**WORK REQUIRED**
Rewrite the listing below with "photo" changed to "image" and every other word left as it is. Omit the pictures from your answer.

**RECORDS SUPPLIED**
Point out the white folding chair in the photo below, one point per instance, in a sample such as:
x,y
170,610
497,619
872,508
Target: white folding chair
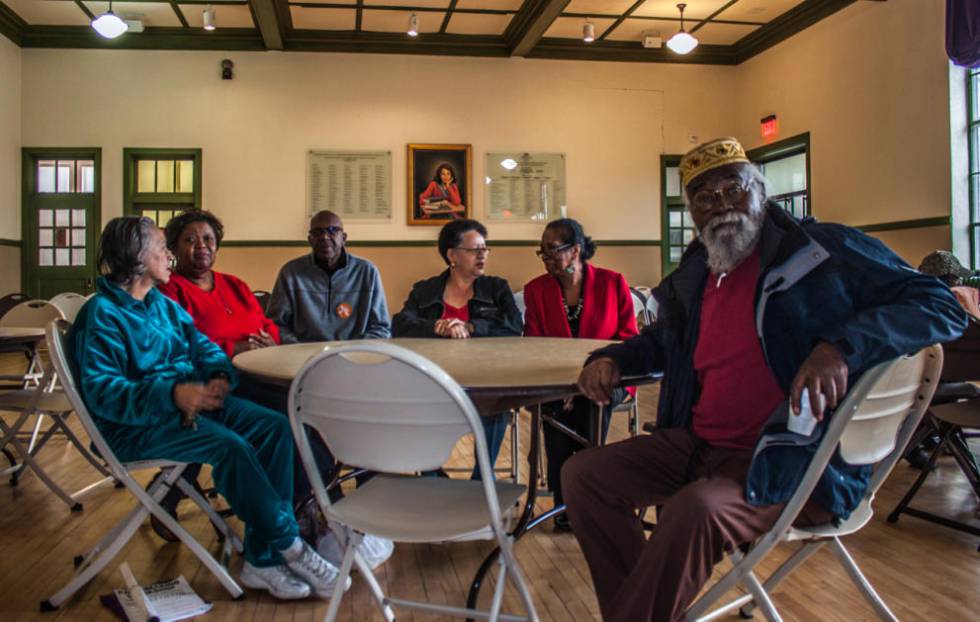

**EXERCISE RESPONSE**
Point out the white folding chair in the image below, one point per instance, in a sample such as:
x,y
170,610
497,619
872,508
Target: white folding chair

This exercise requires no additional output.